## Your objective
The records that follow are to be reproduced verbatim.

## Data

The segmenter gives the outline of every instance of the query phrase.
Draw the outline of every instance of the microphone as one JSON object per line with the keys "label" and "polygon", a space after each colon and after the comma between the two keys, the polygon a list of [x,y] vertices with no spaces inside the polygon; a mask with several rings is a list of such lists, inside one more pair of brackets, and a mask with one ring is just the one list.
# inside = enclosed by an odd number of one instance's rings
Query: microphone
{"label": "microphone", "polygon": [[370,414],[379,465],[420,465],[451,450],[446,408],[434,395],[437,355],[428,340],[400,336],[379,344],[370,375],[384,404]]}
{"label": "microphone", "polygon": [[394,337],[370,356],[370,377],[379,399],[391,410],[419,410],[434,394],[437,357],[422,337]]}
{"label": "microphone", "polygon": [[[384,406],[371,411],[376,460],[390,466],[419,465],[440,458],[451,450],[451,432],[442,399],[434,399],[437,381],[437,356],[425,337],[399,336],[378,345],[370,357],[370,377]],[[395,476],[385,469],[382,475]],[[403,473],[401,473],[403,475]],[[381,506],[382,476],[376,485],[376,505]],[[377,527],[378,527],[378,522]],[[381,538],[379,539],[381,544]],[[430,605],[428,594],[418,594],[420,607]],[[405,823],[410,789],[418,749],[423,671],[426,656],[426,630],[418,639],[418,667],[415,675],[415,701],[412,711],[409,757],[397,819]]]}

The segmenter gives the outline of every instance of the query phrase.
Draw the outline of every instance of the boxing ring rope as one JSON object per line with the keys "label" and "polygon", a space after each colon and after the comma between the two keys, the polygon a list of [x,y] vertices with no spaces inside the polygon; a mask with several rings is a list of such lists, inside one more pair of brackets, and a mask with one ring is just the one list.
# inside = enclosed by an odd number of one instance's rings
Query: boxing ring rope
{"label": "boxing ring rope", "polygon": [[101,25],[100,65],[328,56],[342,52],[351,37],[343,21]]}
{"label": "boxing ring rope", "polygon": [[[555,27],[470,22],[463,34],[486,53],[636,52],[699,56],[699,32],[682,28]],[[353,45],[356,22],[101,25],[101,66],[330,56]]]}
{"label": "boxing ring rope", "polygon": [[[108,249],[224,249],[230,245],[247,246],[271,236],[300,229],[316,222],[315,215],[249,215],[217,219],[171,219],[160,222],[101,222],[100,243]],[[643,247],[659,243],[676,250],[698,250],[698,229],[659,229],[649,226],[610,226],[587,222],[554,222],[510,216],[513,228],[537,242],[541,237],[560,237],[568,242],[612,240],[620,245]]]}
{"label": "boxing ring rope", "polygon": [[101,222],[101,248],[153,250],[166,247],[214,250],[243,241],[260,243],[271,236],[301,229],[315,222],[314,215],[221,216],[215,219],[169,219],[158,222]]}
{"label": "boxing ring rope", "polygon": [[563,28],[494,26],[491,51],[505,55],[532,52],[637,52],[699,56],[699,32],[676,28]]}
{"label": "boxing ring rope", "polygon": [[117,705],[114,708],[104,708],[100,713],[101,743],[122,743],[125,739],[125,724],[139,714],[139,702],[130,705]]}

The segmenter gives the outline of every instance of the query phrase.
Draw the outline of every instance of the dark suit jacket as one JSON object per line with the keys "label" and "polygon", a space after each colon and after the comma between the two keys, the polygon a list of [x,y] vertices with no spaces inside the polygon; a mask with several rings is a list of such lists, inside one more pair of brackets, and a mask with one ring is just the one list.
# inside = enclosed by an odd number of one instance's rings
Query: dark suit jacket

## Solution to the problem
The segmenter gives the outline of every instance of the query phrase.
Draw the outline of every instance of the microphone as one JSON object per line with the keys "label" and "polygon", a space after each colon and after the comma between the two keys, the polygon a list of [x,y] vertices with no spaces inside the polygon; a mask with several rings is a list of such lists, inside one more pair of brackets, and a mask with one ring is just the one list.
# inside = enclosed by an odd number of one instance's rings
Query: microphone
{"label": "microphone", "polygon": [[370,414],[379,465],[420,465],[451,450],[446,408],[434,395],[437,355],[428,340],[400,336],[379,344],[370,375],[384,404]]}
{"label": "microphone", "polygon": [[394,337],[370,356],[370,377],[379,399],[391,410],[419,410],[434,394],[437,357],[422,337]]}
{"label": "microphone", "polygon": [[[384,406],[371,411],[376,460],[390,466],[419,465],[440,458],[451,450],[451,432],[442,399],[434,399],[437,381],[437,356],[425,337],[399,336],[378,345],[370,357],[370,377]],[[395,476],[385,469],[382,475]],[[403,473],[401,473],[403,475]],[[381,506],[382,476],[376,485],[376,505]],[[377,527],[378,527],[378,522]],[[381,538],[379,539],[381,544]],[[430,605],[428,594],[418,594],[420,607]],[[405,823],[410,789],[418,749],[423,671],[426,656],[426,630],[418,639],[418,667],[415,675],[415,701],[412,711],[409,757],[397,819]]]}

The segmenter gives the outline of every instance of the query phrase.
Draw the outline of every instance of the boxing ring rope as one JSON object per line with the keys "label" and "polygon", a space after each colon and after the comma between the two keys, the polygon a list of [x,y] vertices with no spaces inside the polygon; a mask with several rings is a list of such lists, inside one more pair of brackets, and a mask with one ring is just the one list.
# inside = enclosed by an odd number of one instance's rings
Query: boxing ring rope
{"label": "boxing ring rope", "polygon": [[101,25],[100,65],[328,56],[342,52],[351,37],[343,21]]}
{"label": "boxing ring rope", "polygon": [[[555,27],[470,22],[463,34],[486,53],[636,52],[699,56],[699,32],[682,28]],[[353,45],[356,22],[101,25],[101,66],[330,56]]]}
{"label": "boxing ring rope", "polygon": [[[108,249],[224,249],[230,245],[247,246],[271,236],[300,229],[316,222],[315,215],[249,215],[217,219],[171,219],[160,222],[101,222],[100,243]],[[643,247],[659,243],[676,250],[698,250],[698,229],[659,229],[649,226],[610,226],[587,222],[554,222],[510,216],[513,228],[537,242],[541,237],[560,237],[568,242],[612,240],[620,245]]]}
{"label": "boxing ring rope", "polygon": [[101,222],[101,248],[153,250],[166,247],[214,250],[243,241],[260,243],[271,236],[301,229],[315,222],[314,215],[221,216],[215,219],[169,219],[158,222]]}
{"label": "boxing ring rope", "polygon": [[563,28],[494,26],[491,51],[505,55],[532,52],[637,52],[699,56],[699,32],[676,28]]}
{"label": "boxing ring rope", "polygon": [[117,705],[114,708],[104,708],[100,713],[101,743],[122,743],[125,739],[125,724],[139,714],[139,702],[130,705]]}

The segmenter gives the outline of every instance of the query phrase.
Draw the outline of every instance of the dark suit jacket as one JSON object per line with the keys "label" and "polygon", a space after each colon and after the comma between the two keys, the polygon a list of [x,y] vertices with no spaces inside the polygon; a mask with several rings is a list of such lists, inside one more pair of brackets, and a mask with one ring is just the one list.
# inside = enclosed by an odd number of one instance's rings
Query: dark suit jacket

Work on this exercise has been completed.